** Begin Supplied records **

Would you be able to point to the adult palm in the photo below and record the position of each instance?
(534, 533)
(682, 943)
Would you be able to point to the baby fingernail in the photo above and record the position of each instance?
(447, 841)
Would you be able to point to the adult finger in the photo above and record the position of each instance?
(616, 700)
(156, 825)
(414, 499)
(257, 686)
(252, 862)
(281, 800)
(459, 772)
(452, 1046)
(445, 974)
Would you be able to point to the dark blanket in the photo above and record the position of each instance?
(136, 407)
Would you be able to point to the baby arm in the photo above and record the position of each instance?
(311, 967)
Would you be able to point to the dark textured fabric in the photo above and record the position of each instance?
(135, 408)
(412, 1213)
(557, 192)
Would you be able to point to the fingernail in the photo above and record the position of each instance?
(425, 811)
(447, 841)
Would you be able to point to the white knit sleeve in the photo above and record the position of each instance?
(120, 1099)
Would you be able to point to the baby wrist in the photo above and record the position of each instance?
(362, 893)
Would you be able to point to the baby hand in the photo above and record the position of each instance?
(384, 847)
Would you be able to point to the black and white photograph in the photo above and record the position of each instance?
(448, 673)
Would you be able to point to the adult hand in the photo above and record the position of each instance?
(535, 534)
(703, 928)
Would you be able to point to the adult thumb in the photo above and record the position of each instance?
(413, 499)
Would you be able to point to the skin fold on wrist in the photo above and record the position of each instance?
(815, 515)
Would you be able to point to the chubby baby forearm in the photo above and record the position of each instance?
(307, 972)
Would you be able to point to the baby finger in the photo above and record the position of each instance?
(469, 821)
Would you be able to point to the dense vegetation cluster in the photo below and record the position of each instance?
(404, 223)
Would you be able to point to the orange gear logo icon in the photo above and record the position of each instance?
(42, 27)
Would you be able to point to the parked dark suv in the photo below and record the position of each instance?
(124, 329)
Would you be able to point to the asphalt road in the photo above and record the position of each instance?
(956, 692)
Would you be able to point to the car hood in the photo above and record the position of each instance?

** End Supplied records **

Brief
Using the listing above, retype each line exactly.

Answer to the exercise
Would you be able to point to the adult palm in the photo below and record the position of each instance?
(534, 533)
(682, 943)
Would you be able to point to the baby fingernail in the photo above and record the position of each instance?
(447, 841)
Would you be able to point to the adult finger in the photo above and record the position of each instance?
(616, 700)
(156, 825)
(414, 499)
(257, 686)
(252, 862)
(281, 800)
(459, 772)
(452, 1046)
(445, 974)
Would you be able to point to the dark blanket in the photo above and record the position of each instance?
(136, 407)
Would you be able to point to the baby arm in the photo above and record the position of each instance?
(311, 967)
Would you be able to point to the dark textured fabric in the photo above and record the position of each instance?
(135, 408)
(412, 1213)
(557, 192)
Would you be able to point to the fingernail in the photo above and record the position of each instance?
(425, 811)
(447, 841)
Would you be able to point to the white knit sleeve in the photo above and record the position of each instance?
(120, 1099)
Would you be able to point to the baby wrist in the photo above and record the position of each instance?
(362, 893)
Would you be able to point to the baby hand in the photo above and record the position of each instance?
(384, 847)
Would you be able to point to the black and white photograph in the photo above and record the position of each instance?
(448, 673)
Would you be able to point to the adult hand in the photo above and record the position of each instance?
(535, 534)
(703, 928)
Would you be able to point to the adult thumb in the photo above and record the position of each instance?
(413, 499)
Would you be able to point to the skin fold on wrist in the photo above and record the position of each instance?
(815, 515)
Would you be able to point to the chubby baby forearm in the photo above and record the position of each instance?
(307, 972)
Would you be able to point to the baby finger in the photo above and record the position of each instance?
(469, 821)
Would you be able to point to the dense vegetation cluster in the photo below and record the position of each instance?
(404, 223)
Would you be able to point to the orange gear logo icon in the photo above and record the position of each instance?
(42, 27)
Would you be able to point to the parked dark suv in the photo below and record the position of each instance?
(124, 329)
Would you be able to point to the asphalt road in the photo above and record the position of each instance?
(956, 692)
Would you be able to point to the car hood in the photo above and record the position of each instance?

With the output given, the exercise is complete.